## Arbeitsauftrag A
Welchen Betrag geben die Kantone laut dem Text über den Service public jährlich für die Spitäler aus?
## Arbeitsauftrag B
Gib aus dem Text über den Service public den Abschnitt wortgetreu wieder, der mit den Worten „Angriffe an vielen" anfängt und mit „die postalische Grundversorgung)." aufhört.
## Arbeitsauftrag C
Schreibe den Text über den Service public im Anschluss an seinen letzten Satz weiter.

## Lesetext
Angriffe an vielen Fronten
Doch diese unverzichtbare Grundversorgung sieht sich nun gleich an mehreren Fronten radikalen Angriffen der Rechtsbürgerlichen ausgesetzt:
- Sie wollen die Postfinance komplett verscherbeln und scheinen dabei gewillt, zuzuschauen, wie das gesamte Geschäftsmodell der Post in sich zusammenfällt (und mit ihm die postalische Grundversorgung).
- Sie wollen die stationäre Gesundheitsversorgung weitgehend privatisieren, indem die Kantone dazu verpflichtet werden sollen, die jährlich mehr als 10 Milliarden Franken, die sie für die Spitäler ausgeben, nicht mehr diesen, sondern direkt den privaten Krankenkassen zu überweisen.
- Sie wollen den Strommarkt liberalisieren, und können danach zuschauen, wie die lokalen Energieversorger von der Bildfläche verschwinden und damit auch die Energiewende zu scheitern droht.
- Sie wollen beim – pandemiebedingt immer noch unterausgelasteten – öffentlichen Verkehr das «Angebot der Nachfrage anpassen», statt auf den klimapolitisch unabdingbaren Ausbau zu setzen.
- Und zu guter Letzt wollen sie den Blochers und Tettamantis der Medienbranche den roten Teppich ausrollen, statt mit dem beschlossenen Massnahmenpaket einen minimalen medialen Service public zu etablieren.
Angriff aus den Alpen
Über diese sektoralen Angriffe auf die öffentliche Grundversorgung hinaus hat das Parlament aber in der kommenden Session unmittelbar über weitere Vorstösse zu befinden, welche den Service public ganz grundlegend in Frage stellen. So fordern etwa die Ständeräte Beat Rieder (CVP/VS) und Andrea Caroni (FDP/AR) in gleichlautenden Motionen vom Bundesrat Gesetzesänderungen, «um Wettbewerbsverzerrungen durch Staatsunternehmen einzudämmen».
Was könnte dies im Klartext heissen? Die Post verzichtet auf sämtliche Geschäfte ausserhalb des Briefmonopols, Fachhochschulen stellen die Akquirierung von Drittmitteln sofort ein, öffentliche Spitäler machen Konkurs (Wegfall der «gemeinwirtschaftlichen Leistungen») und Kantonalbanken schliessen die Türen. Es bleibe dahingestellt, was sich die beiden Herren beim Einreichen dieser Vorstösse gedacht haben.

## Datenauflistung
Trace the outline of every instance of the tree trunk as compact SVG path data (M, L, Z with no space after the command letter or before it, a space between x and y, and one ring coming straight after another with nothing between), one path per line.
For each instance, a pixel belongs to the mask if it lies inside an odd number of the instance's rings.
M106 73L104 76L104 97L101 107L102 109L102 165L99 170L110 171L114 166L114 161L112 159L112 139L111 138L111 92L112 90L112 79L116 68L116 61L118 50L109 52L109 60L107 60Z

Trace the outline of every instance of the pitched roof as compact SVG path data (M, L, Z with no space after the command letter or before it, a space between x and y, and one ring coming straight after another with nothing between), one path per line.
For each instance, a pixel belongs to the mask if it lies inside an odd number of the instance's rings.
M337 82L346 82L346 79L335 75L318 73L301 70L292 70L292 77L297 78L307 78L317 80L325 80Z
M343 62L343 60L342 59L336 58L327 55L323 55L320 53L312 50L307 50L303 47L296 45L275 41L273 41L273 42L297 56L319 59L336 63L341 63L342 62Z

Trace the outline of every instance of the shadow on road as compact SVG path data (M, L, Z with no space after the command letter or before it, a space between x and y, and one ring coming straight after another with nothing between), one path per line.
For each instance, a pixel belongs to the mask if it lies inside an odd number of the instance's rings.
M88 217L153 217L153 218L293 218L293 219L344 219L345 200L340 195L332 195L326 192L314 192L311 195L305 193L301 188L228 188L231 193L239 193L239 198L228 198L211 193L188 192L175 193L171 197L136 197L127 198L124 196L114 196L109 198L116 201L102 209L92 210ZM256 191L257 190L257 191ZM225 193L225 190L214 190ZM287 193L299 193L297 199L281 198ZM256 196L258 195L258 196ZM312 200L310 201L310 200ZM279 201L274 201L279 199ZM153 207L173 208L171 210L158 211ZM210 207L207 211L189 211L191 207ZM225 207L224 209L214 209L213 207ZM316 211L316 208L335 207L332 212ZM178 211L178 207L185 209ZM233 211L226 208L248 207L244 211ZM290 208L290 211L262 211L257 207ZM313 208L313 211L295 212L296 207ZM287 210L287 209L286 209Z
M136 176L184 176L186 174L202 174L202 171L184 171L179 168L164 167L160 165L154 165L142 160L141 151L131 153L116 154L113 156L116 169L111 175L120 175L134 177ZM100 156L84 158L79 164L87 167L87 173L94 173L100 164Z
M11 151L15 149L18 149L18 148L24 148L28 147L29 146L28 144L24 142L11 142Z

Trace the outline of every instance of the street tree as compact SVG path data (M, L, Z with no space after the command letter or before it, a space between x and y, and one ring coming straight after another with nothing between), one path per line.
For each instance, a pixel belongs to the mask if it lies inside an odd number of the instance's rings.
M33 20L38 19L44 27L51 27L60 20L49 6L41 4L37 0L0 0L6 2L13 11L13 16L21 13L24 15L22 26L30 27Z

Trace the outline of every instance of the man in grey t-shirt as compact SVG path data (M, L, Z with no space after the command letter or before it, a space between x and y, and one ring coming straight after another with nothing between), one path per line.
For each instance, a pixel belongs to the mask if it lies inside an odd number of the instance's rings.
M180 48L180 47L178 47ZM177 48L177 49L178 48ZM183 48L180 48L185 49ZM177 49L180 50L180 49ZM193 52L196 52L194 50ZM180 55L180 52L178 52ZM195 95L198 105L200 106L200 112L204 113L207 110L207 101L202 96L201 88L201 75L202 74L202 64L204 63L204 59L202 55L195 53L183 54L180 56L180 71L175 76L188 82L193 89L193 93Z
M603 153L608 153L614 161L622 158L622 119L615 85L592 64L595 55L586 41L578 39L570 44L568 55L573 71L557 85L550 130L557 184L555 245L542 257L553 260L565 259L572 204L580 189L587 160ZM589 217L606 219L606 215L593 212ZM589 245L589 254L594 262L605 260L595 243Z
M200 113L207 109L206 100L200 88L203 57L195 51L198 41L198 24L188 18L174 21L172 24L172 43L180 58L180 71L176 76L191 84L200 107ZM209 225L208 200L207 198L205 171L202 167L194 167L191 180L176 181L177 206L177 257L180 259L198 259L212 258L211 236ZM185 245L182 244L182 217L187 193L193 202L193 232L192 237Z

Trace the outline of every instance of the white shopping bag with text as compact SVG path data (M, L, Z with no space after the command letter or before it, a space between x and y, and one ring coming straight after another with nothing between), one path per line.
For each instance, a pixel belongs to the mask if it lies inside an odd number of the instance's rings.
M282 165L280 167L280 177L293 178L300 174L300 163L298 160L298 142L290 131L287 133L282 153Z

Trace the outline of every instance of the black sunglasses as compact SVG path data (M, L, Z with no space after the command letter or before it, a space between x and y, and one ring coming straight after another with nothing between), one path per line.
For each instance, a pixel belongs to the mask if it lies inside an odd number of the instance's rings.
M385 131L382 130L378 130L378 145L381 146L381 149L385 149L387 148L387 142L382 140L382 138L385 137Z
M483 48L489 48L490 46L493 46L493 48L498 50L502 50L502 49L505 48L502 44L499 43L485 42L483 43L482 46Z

## Schriftliche Antwort A
Mehr als 10 Milliarden Franken.

## Schriftliche Antwort B
Angriffe an vielen Fronten
Doch diese unverzichtbare Grundversorgung sieht sich nun gleich an mehreren Fronten radikalen Angriffen der Rechtsbürgerlichen ausgesetzt:
- Sie wollen die Postfinance komplett verscherbeln und scheinen dabei gewillt, zuzuschauen, wie das gesamte Geschäftsmodell der Post in sich zusammenfällt (und mit ihm die postalische Grundversorgung).

## Schriftliche Antwort C
Besonders irritierend ist aber, dass sich ausgerechnet Vertreter von Randregionen als Hauptkritiker der Bundesbetriebe aufspielen. Denn es sind genau ihre Herkunftskantone, die von der heutigen flächendeckenden Grundversorgung in jeder Hinsicht am meisten profitieren. CVP-Ständerat Rieder ist dies ja durchaus auch bewusst, denn auf anderen Bühnen – dort, wo es um die Pflege seines «Gärtchens» geht – kämpft er erbittert um den Erhalt der lokalen Poststelle, der guten Busverbindung oder der grosszügigen Subvention für die Wasserkraft.
Service public für die Klimawende
Gegen die geplanten Abbauvorlagen und -projekte werden sich die Gewerkschaften vehement zur Wehr setzen. Denn für den SGB ist klar: Der Service public darf keineswegs geschwächt, sondern muss vielmehr weiterentwickelt und ausgebaut werden. Dies gerade auch mit Blick auf die aktuell wohl grösste Herausforderung, die Klimawende: Sie ist das kollektive Zukunftsprojekt, welches nur gemeinschaftlich und demokratisch ausgehandelt wirksam umgesetzt werden kann. Mit einem starken Service public als zentraler Hebel.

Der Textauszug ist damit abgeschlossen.